### Short task
Starting from the line containing "mark: green tree", write out the rest of the entries exactly, through the final line, including nothing else.

--------------------

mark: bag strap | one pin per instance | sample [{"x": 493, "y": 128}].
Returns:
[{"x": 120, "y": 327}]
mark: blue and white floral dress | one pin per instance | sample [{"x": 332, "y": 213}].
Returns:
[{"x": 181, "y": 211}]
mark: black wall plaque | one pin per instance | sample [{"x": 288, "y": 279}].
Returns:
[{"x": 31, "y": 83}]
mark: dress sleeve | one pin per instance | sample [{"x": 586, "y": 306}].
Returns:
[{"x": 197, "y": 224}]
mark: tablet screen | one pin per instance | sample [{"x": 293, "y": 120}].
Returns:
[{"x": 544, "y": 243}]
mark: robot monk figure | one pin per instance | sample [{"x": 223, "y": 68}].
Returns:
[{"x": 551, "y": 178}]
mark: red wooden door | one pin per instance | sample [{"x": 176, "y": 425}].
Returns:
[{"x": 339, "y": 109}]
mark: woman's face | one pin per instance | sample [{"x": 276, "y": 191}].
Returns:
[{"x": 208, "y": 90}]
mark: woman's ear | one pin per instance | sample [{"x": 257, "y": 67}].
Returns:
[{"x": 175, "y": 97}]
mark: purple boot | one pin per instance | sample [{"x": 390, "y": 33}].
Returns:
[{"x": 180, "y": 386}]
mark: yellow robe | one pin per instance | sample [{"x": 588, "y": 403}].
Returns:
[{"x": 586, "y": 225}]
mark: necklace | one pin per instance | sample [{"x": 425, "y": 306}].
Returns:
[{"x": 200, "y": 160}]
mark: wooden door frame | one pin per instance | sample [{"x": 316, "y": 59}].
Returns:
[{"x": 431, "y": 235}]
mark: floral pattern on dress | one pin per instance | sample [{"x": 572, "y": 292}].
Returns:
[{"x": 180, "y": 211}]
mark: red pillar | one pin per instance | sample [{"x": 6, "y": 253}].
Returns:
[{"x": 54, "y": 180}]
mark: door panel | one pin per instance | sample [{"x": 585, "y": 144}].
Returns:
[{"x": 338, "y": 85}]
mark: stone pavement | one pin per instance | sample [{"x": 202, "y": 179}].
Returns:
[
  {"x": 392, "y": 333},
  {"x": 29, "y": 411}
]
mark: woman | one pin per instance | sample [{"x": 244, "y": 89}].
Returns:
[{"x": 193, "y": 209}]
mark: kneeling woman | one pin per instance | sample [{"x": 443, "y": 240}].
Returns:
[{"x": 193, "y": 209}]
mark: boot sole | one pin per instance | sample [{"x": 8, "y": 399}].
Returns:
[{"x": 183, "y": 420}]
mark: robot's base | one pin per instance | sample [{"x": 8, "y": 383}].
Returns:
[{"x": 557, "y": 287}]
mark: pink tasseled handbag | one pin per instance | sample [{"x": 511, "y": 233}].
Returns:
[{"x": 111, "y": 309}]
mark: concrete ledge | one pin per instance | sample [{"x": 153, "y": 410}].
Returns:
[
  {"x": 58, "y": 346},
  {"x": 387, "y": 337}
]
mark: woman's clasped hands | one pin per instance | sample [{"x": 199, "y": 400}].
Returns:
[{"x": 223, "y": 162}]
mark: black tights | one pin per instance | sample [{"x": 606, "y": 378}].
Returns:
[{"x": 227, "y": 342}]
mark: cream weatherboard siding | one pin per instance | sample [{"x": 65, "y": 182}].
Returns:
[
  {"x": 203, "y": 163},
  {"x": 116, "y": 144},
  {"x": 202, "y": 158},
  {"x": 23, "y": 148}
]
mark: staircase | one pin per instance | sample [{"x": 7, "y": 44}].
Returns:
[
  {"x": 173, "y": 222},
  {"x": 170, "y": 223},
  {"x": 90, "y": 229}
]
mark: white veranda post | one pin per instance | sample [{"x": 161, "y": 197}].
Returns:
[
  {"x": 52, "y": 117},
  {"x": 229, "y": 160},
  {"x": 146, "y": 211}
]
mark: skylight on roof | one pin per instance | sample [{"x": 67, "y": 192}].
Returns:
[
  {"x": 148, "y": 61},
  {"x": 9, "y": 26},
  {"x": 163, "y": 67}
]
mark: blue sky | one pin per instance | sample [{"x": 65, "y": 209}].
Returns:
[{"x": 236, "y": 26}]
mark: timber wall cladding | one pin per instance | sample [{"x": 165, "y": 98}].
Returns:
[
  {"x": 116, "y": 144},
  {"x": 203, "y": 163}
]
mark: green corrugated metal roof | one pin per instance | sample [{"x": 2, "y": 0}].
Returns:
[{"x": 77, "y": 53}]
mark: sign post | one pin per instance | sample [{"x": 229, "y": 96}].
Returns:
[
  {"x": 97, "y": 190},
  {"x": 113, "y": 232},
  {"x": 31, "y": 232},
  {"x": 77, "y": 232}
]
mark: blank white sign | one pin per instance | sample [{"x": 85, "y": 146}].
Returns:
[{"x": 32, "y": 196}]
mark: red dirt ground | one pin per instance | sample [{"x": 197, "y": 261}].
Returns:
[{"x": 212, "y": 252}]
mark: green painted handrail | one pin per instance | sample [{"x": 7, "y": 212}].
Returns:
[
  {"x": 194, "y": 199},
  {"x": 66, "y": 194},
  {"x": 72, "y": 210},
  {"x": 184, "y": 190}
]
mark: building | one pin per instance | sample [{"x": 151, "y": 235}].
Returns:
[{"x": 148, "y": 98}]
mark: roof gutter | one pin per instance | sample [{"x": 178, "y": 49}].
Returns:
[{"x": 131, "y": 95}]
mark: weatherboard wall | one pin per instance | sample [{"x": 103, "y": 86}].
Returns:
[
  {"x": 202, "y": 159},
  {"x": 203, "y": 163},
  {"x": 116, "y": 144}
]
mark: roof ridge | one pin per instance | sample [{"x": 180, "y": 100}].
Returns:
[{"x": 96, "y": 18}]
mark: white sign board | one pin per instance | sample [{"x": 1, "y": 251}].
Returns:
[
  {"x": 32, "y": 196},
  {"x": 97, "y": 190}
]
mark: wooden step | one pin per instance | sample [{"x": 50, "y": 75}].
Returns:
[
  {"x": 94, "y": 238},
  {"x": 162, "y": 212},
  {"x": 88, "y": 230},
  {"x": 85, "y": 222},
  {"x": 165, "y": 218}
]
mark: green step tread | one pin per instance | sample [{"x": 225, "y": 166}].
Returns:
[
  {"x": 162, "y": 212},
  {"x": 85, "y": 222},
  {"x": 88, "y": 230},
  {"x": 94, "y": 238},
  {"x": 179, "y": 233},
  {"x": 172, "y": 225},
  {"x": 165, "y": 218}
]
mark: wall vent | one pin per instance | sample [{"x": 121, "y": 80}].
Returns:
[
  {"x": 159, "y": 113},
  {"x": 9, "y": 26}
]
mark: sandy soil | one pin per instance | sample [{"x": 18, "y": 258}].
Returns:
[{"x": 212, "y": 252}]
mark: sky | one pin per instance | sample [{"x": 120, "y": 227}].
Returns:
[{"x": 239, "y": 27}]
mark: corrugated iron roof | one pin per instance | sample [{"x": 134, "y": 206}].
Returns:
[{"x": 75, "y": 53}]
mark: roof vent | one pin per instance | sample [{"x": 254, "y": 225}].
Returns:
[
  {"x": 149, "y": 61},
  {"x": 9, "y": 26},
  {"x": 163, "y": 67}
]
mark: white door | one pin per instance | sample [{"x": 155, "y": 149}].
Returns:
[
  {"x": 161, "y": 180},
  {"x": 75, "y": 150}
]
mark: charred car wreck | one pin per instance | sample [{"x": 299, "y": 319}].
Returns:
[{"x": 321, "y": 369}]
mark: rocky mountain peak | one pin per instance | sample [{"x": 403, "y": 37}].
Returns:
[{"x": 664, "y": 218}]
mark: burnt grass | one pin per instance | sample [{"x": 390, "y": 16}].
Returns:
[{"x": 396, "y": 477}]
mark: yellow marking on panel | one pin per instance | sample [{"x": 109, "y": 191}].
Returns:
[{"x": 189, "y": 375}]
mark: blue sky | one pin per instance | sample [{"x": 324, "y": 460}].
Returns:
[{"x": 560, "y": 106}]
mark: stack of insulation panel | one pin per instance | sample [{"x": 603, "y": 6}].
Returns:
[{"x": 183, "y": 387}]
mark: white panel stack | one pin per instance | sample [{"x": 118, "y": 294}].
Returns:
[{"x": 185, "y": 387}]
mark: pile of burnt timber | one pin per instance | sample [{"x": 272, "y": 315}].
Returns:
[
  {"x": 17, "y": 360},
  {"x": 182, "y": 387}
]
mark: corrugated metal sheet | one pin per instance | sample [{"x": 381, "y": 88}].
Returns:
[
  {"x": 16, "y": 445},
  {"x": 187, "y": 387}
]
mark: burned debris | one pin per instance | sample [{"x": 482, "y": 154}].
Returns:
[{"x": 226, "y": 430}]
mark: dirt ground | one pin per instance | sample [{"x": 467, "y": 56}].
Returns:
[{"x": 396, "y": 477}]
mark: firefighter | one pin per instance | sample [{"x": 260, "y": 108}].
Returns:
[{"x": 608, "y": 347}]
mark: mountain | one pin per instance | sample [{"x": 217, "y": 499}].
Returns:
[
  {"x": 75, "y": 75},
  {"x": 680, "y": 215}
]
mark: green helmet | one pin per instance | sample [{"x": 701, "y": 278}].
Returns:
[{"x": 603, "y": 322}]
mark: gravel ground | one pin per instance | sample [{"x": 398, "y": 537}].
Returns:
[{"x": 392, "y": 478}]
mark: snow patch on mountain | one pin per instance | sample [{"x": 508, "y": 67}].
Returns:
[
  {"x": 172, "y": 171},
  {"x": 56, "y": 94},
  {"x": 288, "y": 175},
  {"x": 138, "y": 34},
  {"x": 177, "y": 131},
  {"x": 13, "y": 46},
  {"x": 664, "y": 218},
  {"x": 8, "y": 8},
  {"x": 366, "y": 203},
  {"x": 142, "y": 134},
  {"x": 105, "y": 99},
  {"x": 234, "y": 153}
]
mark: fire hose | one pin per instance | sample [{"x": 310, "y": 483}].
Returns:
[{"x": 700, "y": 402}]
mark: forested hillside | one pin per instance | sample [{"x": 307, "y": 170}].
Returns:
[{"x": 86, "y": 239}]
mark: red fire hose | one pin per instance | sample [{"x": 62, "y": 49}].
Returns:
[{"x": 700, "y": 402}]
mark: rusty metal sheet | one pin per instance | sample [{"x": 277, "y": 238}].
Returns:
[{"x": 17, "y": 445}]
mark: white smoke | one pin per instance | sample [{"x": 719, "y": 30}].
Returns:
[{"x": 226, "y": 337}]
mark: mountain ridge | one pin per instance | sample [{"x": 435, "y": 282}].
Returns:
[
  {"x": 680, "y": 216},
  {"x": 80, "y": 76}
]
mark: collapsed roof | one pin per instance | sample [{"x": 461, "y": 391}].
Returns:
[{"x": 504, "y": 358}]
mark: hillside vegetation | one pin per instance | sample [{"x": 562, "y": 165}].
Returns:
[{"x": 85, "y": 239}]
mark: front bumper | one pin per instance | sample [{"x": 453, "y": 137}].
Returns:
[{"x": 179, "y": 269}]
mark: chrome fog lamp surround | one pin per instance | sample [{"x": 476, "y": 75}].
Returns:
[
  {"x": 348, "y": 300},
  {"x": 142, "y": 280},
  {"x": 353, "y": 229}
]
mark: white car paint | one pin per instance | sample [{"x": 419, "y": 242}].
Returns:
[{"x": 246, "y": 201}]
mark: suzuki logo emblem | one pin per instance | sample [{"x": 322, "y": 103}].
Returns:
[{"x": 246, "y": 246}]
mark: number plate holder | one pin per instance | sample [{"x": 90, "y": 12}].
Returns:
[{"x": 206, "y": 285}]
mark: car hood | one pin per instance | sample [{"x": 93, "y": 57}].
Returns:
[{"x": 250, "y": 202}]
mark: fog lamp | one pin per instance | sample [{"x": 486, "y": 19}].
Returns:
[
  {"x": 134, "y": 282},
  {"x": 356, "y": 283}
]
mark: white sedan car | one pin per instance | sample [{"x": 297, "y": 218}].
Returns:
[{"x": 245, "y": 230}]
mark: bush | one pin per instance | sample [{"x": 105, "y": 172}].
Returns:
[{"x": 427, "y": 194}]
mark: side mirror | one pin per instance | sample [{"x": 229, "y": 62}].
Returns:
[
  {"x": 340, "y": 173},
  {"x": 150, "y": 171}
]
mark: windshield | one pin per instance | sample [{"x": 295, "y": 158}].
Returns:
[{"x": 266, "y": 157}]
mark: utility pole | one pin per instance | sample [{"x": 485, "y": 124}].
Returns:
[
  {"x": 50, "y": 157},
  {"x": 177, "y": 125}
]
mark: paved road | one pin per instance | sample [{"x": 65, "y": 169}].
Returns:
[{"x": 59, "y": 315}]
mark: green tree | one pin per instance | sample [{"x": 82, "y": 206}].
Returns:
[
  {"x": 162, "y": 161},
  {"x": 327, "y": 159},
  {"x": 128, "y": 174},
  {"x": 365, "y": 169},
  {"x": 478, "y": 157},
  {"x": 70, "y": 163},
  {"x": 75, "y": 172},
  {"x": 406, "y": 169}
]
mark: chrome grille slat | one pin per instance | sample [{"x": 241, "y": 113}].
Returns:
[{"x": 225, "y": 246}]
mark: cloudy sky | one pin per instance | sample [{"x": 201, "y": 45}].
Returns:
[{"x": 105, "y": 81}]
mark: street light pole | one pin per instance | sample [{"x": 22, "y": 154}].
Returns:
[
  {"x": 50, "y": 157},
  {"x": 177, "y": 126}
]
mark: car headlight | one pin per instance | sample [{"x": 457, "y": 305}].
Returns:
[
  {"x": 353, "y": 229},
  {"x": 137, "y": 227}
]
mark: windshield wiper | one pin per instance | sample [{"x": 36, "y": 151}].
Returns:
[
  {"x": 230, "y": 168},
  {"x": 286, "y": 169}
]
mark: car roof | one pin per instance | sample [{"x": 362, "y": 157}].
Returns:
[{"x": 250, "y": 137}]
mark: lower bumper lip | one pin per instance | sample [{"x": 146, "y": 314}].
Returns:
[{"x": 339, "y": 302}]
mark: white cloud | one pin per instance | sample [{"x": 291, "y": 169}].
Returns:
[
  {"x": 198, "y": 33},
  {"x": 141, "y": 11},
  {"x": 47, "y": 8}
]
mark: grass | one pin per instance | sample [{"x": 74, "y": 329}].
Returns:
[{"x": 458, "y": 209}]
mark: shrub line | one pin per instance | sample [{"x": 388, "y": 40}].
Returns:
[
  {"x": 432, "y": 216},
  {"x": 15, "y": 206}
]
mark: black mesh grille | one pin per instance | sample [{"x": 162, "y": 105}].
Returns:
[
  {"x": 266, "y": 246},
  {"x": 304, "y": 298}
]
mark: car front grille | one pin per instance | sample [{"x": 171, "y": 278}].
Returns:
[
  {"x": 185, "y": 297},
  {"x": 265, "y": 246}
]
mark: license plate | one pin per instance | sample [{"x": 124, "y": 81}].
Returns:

--------------------

### Expected answer
mark: green tree | one pin per instance | sample [{"x": 82, "y": 206}].
Returns:
[
  {"x": 162, "y": 161},
  {"x": 327, "y": 159},
  {"x": 128, "y": 174},
  {"x": 365, "y": 169},
  {"x": 478, "y": 157},
  {"x": 70, "y": 163},
  {"x": 75, "y": 172},
  {"x": 406, "y": 169}
]
mark: chrome grille slat | one pin per instance | sample [{"x": 241, "y": 113}].
Returns:
[{"x": 225, "y": 246}]
mark: cloudy sky | one pin per instance | sample [{"x": 201, "y": 45}].
Returns:
[{"x": 105, "y": 81}]
mark: street light pole | one pin per instance | sample [{"x": 22, "y": 154}].
Returns:
[
  {"x": 50, "y": 157},
  {"x": 177, "y": 126}
]
mark: car headlight | one pin per instance | sample [{"x": 457, "y": 305}].
Returns:
[
  {"x": 353, "y": 229},
  {"x": 137, "y": 227}
]
mark: windshield wiper | one pin per instance | sample [{"x": 36, "y": 151}].
Returns:
[
  {"x": 230, "y": 168},
  {"x": 286, "y": 169}
]
mark: car roof | one pin per instance | sample [{"x": 362, "y": 157}].
Returns:
[{"x": 250, "y": 137}]
mark: lower bumper lip | one pin per instance | sample [{"x": 146, "y": 314}].
Returns:
[{"x": 339, "y": 302}]
mark: white cloud | one pin per instance | sample [{"x": 291, "y": 169}].
Returns:
[
  {"x": 198, "y": 33},
  {"x": 141, "y": 11},
  {"x": 47, "y": 8}
]
mark: grass | one pin per instance | sample [{"x": 74, "y": 329}].
Returns:
[{"x": 458, "y": 209}]
mark: shrub line | one pin per instance | sample [{"x": 388, "y": 40}].
Returns:
[
  {"x": 432, "y": 216},
  {"x": 15, "y": 206}
]
mark: black mesh grille | one pin per instance | sample [{"x": 162, "y": 105}].
Returns:
[
  {"x": 266, "y": 246},
  {"x": 304, "y": 298}
]
mark: car front grille | one pin per instance | sample [{"x": 171, "y": 278}].
Returns:
[
  {"x": 185, "y": 297},
  {"x": 265, "y": 246}
]
mark: license plate | one pin per instance | sample [{"x": 124, "y": 81}].
Returns:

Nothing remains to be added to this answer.